Source data:

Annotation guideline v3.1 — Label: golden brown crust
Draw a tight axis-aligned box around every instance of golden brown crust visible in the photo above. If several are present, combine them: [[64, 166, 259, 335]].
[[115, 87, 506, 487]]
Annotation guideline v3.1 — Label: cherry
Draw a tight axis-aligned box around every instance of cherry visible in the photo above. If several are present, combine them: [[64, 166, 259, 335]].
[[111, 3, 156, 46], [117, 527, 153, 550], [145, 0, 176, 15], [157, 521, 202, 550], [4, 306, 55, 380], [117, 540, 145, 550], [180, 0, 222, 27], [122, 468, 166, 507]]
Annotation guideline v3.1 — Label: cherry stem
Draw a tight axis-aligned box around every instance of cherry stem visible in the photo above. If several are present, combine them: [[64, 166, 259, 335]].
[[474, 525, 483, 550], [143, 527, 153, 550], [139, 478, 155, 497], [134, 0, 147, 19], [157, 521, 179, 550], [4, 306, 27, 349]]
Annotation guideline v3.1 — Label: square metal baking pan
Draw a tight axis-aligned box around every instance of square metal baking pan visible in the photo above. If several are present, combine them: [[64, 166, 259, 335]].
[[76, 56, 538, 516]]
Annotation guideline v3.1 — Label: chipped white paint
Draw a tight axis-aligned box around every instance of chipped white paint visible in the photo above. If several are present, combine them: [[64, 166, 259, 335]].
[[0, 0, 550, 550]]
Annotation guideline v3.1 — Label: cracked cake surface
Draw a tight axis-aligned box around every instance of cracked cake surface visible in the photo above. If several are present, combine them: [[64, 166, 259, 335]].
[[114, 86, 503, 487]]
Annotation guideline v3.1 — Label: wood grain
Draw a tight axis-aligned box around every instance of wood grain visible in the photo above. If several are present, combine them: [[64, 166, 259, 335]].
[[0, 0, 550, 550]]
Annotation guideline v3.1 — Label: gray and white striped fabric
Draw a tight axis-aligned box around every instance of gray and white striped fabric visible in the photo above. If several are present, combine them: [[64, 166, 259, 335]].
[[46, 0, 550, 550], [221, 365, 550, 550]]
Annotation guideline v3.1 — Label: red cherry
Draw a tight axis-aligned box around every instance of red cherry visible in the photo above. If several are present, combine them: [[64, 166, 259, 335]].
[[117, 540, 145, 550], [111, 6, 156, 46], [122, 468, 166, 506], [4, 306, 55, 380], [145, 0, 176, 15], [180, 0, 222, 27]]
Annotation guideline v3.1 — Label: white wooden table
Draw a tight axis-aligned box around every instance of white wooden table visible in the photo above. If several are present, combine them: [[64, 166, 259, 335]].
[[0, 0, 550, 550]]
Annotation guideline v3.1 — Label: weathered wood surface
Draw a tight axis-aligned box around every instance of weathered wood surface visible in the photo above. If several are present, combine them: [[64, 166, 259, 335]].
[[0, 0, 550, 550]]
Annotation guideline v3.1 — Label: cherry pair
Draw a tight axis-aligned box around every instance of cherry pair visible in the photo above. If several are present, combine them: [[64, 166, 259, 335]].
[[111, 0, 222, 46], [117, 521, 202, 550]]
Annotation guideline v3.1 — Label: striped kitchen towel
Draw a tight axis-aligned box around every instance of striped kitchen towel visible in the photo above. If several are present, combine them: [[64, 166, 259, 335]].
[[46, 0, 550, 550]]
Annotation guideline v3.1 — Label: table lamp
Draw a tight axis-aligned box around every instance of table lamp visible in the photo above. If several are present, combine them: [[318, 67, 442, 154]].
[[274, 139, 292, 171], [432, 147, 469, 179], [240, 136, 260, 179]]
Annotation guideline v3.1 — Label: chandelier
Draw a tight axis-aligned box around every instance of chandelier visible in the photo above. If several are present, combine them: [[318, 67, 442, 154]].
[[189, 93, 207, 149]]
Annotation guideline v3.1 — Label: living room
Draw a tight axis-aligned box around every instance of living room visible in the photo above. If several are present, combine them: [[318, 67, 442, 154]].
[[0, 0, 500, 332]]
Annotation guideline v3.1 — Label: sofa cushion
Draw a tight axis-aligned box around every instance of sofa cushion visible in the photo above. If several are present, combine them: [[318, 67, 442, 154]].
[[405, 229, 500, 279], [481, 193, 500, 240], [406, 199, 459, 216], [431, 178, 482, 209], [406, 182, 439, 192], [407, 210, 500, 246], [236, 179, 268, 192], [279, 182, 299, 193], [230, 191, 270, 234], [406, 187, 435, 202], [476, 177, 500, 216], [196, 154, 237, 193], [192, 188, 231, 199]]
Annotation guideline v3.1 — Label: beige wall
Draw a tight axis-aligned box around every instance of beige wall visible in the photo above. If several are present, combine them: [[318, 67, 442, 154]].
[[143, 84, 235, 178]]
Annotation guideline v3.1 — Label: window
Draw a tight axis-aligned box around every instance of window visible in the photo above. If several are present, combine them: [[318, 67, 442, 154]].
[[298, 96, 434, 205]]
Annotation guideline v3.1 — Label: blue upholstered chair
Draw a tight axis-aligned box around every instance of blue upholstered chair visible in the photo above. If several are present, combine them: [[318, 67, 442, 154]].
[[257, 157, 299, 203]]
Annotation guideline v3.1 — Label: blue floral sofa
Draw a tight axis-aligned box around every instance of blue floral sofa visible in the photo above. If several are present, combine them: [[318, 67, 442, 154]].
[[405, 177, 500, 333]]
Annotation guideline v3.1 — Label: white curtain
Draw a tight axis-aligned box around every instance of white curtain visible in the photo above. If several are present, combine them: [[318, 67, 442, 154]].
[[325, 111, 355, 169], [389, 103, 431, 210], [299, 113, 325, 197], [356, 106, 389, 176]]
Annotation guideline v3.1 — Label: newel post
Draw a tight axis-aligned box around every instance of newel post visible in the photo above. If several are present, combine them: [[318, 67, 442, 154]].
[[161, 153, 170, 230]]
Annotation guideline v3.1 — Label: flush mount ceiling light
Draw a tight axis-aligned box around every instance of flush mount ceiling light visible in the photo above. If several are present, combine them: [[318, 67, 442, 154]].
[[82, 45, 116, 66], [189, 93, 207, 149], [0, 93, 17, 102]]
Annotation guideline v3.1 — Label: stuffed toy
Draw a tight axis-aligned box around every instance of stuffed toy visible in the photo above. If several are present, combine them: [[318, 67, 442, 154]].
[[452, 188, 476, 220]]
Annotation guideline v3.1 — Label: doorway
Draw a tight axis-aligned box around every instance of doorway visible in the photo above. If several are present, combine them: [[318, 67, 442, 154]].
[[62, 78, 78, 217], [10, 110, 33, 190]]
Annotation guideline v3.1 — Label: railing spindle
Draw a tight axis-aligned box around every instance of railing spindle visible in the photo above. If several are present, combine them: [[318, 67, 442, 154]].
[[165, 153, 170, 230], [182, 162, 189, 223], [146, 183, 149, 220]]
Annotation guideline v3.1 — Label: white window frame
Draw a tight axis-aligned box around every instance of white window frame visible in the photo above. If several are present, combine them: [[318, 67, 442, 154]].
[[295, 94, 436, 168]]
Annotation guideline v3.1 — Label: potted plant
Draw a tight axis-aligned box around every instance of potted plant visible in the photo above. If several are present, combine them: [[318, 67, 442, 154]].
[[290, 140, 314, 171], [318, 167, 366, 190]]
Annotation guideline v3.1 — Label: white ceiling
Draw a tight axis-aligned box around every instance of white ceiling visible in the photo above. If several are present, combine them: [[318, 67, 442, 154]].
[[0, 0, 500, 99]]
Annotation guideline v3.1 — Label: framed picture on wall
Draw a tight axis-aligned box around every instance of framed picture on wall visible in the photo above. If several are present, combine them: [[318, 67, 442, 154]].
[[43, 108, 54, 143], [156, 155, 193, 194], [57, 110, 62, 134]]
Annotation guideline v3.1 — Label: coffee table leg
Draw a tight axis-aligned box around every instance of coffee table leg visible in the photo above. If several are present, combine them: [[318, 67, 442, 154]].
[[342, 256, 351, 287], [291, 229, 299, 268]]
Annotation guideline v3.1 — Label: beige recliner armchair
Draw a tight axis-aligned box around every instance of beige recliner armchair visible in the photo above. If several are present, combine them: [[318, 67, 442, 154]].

Task goal: Copy out the lines above, starting at the one containing "Annotation guideline v3.1 — Label: coffee" and ending with the last of them, with no changes.

Exercise output:
Annotation guideline v3.1 — Label: coffee table leg
Draw a tight axis-aligned box around every instance of coffee table leg visible in the photo above. If several are present, combine them: [[318, 67, 442, 154]].
[[342, 256, 351, 287], [291, 229, 299, 268]]
Annotation guideline v3.1 — Label: beige recliner armchair
Draw a tight axis-aligned box around every instance of beige recliner armchair visible in the photo above. If several are present, combine them: [[318, 67, 442, 154]].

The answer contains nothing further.